• [What you have to do]: Count the lines in the records below that contain the string "floor", treating uppercase and lowercase as distinct. Reply with the number only.

══ Data supplied ══

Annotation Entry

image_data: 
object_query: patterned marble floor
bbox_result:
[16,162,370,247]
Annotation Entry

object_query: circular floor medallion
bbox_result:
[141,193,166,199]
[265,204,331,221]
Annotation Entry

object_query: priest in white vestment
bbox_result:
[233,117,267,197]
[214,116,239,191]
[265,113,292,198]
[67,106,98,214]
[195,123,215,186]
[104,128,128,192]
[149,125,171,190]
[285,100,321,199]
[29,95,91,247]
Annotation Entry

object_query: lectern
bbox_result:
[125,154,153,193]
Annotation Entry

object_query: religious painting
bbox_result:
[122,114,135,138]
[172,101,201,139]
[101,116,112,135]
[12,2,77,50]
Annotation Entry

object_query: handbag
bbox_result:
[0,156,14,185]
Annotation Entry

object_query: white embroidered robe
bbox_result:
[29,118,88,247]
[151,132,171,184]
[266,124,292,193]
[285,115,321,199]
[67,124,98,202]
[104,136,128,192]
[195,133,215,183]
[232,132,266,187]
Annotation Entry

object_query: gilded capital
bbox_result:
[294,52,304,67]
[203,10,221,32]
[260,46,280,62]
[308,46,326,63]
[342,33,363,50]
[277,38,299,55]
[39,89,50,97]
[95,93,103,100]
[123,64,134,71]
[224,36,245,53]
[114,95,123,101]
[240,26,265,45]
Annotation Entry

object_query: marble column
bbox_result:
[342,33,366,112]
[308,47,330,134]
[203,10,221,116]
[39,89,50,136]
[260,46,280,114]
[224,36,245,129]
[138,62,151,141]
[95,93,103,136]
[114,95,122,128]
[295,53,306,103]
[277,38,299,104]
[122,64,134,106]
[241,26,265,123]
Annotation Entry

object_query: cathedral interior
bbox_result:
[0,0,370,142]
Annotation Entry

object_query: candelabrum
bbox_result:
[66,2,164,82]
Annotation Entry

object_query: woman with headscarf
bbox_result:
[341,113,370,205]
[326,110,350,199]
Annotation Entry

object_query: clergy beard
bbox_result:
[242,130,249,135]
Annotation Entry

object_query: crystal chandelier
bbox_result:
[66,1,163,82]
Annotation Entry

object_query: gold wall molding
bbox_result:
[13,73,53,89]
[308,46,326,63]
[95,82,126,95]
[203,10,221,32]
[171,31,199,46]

═══

• [Solution for this exercise]: 2